SHORT TASK>
Turn the lines from the one containing "of the white" up to and including the one containing "[(228, 271), (570, 273)]" into a numbered list, omitting any blank lines.

RECORDS TO PROCESS>
--

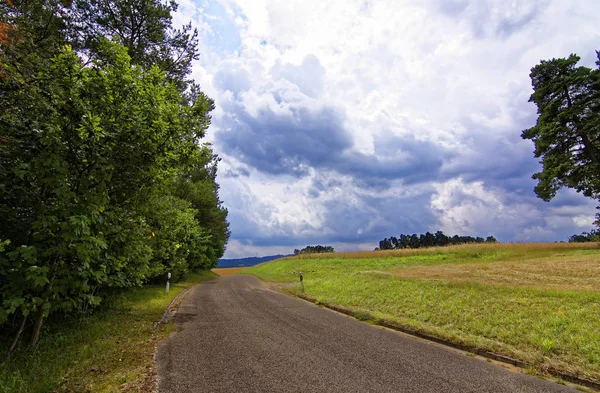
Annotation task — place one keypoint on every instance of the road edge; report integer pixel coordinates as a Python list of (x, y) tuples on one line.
[(467, 348)]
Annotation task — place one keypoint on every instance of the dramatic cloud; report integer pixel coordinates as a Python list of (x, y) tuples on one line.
[(346, 121)]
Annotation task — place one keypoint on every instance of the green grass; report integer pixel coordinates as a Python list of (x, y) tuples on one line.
[(111, 350), (550, 328)]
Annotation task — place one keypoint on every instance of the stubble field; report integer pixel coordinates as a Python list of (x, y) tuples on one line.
[(535, 302)]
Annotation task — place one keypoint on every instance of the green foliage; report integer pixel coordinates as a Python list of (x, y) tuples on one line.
[(99, 352), (586, 237), (103, 181), (144, 27), (429, 240), (314, 250), (549, 328), (567, 133)]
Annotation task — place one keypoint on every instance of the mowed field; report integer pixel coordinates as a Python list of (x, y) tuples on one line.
[(227, 271), (535, 302)]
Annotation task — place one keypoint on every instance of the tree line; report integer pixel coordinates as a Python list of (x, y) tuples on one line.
[(104, 179), (586, 237), (314, 250), (429, 240)]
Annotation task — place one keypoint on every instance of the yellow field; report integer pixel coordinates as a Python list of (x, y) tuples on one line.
[(535, 302), (227, 271), (581, 272), (520, 249)]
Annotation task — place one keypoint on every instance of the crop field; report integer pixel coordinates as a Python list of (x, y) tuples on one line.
[(535, 302), (227, 271)]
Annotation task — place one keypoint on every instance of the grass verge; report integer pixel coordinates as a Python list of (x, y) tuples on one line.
[(537, 303), (111, 350)]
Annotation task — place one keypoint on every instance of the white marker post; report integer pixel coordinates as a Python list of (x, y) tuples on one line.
[(168, 281)]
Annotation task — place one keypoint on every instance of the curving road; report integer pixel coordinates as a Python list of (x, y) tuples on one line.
[(234, 335)]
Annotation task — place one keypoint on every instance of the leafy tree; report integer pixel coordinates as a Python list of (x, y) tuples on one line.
[(429, 240), (314, 250), (103, 181), (144, 27), (567, 133), (585, 237)]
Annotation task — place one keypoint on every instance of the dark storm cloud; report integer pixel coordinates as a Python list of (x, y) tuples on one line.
[(237, 172), (283, 144)]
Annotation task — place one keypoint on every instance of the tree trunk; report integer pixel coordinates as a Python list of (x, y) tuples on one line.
[(37, 327), (15, 340)]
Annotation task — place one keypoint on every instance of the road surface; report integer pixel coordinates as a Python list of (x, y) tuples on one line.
[(234, 335)]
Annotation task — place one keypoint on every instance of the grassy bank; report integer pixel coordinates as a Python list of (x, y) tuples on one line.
[(111, 350), (539, 303)]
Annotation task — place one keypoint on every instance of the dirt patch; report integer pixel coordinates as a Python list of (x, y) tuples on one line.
[(228, 271), (570, 273)]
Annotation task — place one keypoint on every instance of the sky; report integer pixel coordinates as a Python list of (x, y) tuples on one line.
[(343, 122)]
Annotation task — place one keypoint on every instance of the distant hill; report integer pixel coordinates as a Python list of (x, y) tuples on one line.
[(248, 261)]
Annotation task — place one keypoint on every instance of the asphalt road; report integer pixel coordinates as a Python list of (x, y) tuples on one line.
[(234, 335)]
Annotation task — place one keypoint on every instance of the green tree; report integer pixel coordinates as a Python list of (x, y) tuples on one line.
[(87, 145), (144, 27), (567, 132)]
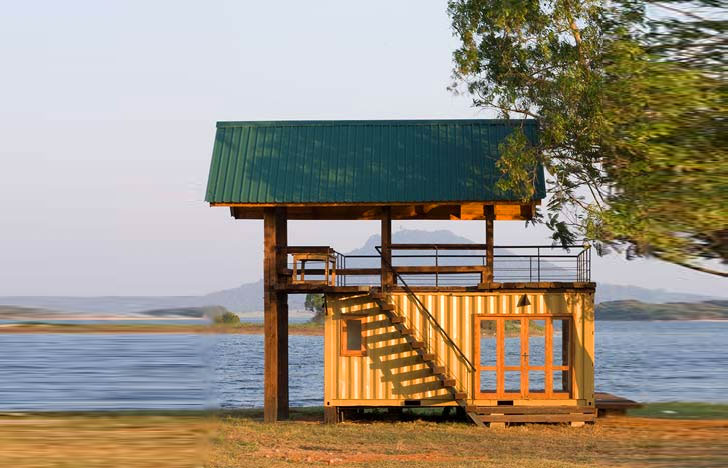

--

FULL ANSWER>
1. Annotation task — place one keypoint on every instance of the white marker post; report integer pixel coordinates as a Python list of (x, y) tuples on one line.
2. [(168, 281)]
3. Annotation task — place one keypoint on every instance of the curving road; report integer pixel coordinates as a Python list of (x, y) tuples on one line.
4. [(234, 335)]
5. Annotation task — place one keypoint on every instance of the leafy tree; report integer pixel coordinates as a Python list of (x, y) tuples on one line.
6. [(429, 240), (314, 250), (103, 181), (144, 27), (567, 133), (585, 237)]
7. Annotation task — place one keypoint on every instance of the dark storm cloud; report integer pixel coordinates as a Python list of (x, y) tuples on one line.
8. [(237, 172), (283, 144)]
9. Annotation task — place one keypoint on every instance of the tree trunk; report integer pixel coordinates as a Python list of (x, y) tuples on one line.
10. [(37, 327), (15, 340)]
11. Annotation task — place one keypoint on every instance of the road surface; report integer pixel coordinates as a Python list of (x, y) tuples on one line.
12. [(234, 335)]
13. Annotation task — place one keypoint on every instance of the grassy bank; report integer pixel coordinates as a Python list of (x, y) tuples on one line.
14. [(111, 350), (539, 303)]
15. Annotation task — place one keypoint on every instance of the dirt patch; report integer pixel coordinates as a Python list of (x, y) tuples on one line.
16. [(228, 271), (570, 273)]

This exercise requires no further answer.